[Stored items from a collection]
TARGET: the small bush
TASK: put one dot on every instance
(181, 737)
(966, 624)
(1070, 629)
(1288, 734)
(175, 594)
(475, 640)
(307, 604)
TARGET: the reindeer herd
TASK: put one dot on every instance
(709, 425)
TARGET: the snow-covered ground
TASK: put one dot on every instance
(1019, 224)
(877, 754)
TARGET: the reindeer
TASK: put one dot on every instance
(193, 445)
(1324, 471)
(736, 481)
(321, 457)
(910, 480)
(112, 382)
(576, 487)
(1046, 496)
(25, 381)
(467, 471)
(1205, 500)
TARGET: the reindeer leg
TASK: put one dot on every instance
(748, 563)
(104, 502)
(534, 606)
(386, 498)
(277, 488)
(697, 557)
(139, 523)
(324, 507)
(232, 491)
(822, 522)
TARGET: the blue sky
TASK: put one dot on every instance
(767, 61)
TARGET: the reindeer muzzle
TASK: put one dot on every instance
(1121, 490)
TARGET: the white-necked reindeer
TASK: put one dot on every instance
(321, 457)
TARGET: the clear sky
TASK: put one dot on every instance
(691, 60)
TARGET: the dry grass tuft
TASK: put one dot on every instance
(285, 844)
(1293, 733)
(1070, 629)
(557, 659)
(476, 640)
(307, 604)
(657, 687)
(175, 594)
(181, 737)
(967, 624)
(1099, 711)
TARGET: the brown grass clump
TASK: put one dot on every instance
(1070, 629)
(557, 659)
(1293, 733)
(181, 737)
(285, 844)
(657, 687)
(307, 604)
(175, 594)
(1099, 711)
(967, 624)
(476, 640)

Exercise prompt => Recast these lines as a two-column CSV with the columns "prompt" and "target", one row per request. Put each request's text and its answer in a single quoted field, with line breaks replaced by spaces.

Reply to the exercise =>
prompt,target
"TARGET: the small bush TASK: put one dot on every instance","(181, 737) (966, 624) (1070, 629) (1288, 734) (175, 594) (475, 640) (307, 604)"
"TARGET: the reindeer herd TASK: put one dot on every instance","(709, 425)"
"TARGET: the snow-covered ground TASK: put one dot on every instance","(1019, 224) (877, 754)"
"TARGET: the reindeer TASK: put one dot on every instance","(193, 445) (1324, 471) (736, 481) (321, 457) (910, 480) (112, 382) (576, 487) (1046, 496) (25, 381) (467, 471) (1205, 500)"
"TARGET: the reindeer leg TASK: put one dot on every instance","(748, 563) (104, 502) (534, 606) (386, 498) (277, 488) (697, 557) (139, 523) (324, 507) (232, 491) (822, 522)"
"TARGET: the blue sky TASK: put one dot on every instance","(767, 61)"
"TARGET: the reindeer muzzle TASK: put one dot on every instance","(1121, 490)"
"TARGET: the white-necked reindeer TASK: put one dot on every instance","(321, 457)"
"TARGET: the clear sky TASK: put one dot on every instance","(691, 60)"
"TARGET: the dry grass tuft TASK: put one dot on every instance","(285, 844) (1293, 733) (1070, 629) (557, 659) (476, 640) (307, 604) (657, 687) (175, 594) (181, 737) (967, 624) (1099, 711)"
"TARGET: the brown grass clump TASK: put one dot on every instance","(1070, 629) (557, 659) (1293, 733) (181, 737) (285, 844) (657, 687) (307, 604) (175, 594) (1099, 711) (967, 624) (476, 640)"